-- Source records --
####

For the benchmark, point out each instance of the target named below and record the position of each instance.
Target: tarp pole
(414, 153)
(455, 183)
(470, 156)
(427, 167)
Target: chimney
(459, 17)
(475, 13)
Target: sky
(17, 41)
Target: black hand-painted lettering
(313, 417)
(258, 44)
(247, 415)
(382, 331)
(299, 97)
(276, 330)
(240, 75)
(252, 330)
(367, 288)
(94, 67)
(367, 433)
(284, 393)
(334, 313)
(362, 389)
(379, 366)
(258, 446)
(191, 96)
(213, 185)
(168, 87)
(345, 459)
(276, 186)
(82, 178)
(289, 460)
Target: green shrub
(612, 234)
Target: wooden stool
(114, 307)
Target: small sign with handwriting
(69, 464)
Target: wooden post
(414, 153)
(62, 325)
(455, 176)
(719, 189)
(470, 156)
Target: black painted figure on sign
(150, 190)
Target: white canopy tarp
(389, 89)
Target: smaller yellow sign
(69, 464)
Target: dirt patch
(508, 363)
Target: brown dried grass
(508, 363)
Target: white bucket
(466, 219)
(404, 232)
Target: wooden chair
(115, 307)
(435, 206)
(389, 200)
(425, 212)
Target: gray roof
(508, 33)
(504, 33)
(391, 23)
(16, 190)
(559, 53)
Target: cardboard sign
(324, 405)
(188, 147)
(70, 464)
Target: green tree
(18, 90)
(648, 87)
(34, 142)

####

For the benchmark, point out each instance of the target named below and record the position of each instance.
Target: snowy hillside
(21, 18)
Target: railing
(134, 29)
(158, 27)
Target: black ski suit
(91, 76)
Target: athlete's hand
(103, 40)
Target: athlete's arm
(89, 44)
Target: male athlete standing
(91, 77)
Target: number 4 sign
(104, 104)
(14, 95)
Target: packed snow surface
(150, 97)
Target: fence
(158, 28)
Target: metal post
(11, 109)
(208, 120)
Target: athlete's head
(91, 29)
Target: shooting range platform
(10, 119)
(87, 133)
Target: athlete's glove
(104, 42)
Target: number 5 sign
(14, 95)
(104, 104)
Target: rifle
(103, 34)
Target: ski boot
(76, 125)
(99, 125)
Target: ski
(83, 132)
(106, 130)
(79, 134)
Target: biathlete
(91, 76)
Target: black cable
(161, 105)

####

Pull from the listing above each line in which the word "green" occurs, reproducing every such line in full.

-- Correct result --
Target: green shrub
Target: green tree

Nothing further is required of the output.